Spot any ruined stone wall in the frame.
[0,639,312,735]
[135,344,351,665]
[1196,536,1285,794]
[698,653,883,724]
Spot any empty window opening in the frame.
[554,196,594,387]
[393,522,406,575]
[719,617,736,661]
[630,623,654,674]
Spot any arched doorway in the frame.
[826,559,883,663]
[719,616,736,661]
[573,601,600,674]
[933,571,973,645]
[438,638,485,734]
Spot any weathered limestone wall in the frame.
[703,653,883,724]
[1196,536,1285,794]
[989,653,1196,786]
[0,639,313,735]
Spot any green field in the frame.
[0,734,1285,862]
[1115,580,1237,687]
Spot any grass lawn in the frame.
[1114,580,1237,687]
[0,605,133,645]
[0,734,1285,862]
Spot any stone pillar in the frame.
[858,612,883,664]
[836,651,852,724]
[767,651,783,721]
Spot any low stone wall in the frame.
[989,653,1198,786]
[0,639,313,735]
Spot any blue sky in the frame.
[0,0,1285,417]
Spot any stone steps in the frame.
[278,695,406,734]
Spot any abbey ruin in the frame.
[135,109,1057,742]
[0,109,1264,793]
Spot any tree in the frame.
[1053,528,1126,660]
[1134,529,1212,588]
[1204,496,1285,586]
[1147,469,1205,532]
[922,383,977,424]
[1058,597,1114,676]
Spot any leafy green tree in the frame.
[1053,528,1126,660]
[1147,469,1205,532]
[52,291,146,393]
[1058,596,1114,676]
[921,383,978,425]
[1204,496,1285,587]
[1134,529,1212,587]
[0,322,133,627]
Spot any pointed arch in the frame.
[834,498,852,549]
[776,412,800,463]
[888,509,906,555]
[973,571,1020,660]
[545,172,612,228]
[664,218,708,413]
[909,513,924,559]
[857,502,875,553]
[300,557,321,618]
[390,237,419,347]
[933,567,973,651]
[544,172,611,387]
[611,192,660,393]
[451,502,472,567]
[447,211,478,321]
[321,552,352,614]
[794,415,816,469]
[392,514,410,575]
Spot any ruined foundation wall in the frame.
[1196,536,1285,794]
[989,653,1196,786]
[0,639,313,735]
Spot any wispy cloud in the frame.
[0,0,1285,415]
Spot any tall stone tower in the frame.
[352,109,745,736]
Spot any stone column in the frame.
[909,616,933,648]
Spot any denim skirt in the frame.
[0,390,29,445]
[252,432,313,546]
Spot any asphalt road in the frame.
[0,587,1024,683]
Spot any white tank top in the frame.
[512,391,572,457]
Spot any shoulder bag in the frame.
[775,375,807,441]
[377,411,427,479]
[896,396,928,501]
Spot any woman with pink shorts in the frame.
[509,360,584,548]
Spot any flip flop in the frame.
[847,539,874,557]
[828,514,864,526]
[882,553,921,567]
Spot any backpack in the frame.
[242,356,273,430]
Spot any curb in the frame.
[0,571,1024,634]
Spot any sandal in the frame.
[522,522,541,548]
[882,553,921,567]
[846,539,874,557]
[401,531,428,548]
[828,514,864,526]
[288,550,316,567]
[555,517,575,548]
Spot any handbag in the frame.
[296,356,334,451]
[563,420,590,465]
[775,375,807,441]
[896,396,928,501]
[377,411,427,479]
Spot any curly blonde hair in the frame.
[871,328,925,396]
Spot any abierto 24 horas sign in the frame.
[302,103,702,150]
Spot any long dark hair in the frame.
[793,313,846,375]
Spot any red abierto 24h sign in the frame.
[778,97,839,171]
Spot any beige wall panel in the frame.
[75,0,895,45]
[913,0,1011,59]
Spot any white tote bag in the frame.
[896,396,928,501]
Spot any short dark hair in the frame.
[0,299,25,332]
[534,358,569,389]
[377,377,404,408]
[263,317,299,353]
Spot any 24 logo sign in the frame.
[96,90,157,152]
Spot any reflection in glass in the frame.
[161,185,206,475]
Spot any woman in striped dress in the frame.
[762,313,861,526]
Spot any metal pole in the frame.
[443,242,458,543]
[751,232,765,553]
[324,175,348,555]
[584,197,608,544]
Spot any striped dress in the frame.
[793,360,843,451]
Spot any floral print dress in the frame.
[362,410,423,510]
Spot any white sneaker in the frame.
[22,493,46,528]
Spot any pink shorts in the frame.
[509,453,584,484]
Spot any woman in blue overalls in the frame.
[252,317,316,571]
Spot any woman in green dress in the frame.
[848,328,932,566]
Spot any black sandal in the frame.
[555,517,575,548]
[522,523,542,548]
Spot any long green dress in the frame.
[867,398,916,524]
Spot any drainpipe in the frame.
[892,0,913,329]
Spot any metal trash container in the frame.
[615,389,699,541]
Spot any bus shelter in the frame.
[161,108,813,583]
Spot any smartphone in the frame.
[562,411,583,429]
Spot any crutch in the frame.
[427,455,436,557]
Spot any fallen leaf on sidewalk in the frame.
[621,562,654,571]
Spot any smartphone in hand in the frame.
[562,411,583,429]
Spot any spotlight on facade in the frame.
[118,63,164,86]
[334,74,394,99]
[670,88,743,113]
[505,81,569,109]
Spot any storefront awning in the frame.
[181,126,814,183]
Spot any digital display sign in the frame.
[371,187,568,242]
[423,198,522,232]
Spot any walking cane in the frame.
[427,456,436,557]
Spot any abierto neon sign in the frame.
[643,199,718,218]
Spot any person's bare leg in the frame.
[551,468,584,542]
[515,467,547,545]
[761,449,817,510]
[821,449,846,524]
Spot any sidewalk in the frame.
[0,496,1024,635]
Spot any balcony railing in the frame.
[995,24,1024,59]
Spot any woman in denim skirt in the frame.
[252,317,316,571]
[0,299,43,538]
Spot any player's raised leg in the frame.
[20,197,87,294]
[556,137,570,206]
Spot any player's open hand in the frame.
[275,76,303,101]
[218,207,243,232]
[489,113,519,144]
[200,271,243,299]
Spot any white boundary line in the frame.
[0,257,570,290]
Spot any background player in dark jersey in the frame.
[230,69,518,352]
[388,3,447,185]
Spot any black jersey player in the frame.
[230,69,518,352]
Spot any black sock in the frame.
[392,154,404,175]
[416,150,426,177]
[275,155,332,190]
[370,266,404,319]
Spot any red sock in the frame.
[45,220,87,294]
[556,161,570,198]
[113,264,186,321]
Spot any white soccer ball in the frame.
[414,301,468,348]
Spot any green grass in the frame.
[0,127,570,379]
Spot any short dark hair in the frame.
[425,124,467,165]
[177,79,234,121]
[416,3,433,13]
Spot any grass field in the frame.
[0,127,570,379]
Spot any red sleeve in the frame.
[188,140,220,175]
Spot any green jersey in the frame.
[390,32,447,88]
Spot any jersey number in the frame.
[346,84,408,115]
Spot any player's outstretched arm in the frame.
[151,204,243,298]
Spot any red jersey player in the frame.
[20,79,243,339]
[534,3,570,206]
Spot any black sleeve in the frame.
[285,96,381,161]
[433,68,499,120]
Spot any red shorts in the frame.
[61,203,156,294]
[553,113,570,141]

※ ※ ※

Copy the rows from the line with "Spot any tree in the frame." up to and including the line with "[0,322,133,627]", replacing "leafy green tree" with "green tree" and changing nothing else.

Spot any tree in the frame.
[1053,528,1126,660]
[1134,529,1212,588]
[1204,496,1285,586]
[1147,469,1205,532]
[922,383,977,424]
[1058,597,1114,676]
Spot any green tree in the frame.
[1053,528,1126,660]
[1147,469,1205,532]
[52,291,146,393]
[1058,596,1114,676]
[921,383,978,425]
[1204,496,1285,587]
[1134,529,1212,587]
[0,322,133,627]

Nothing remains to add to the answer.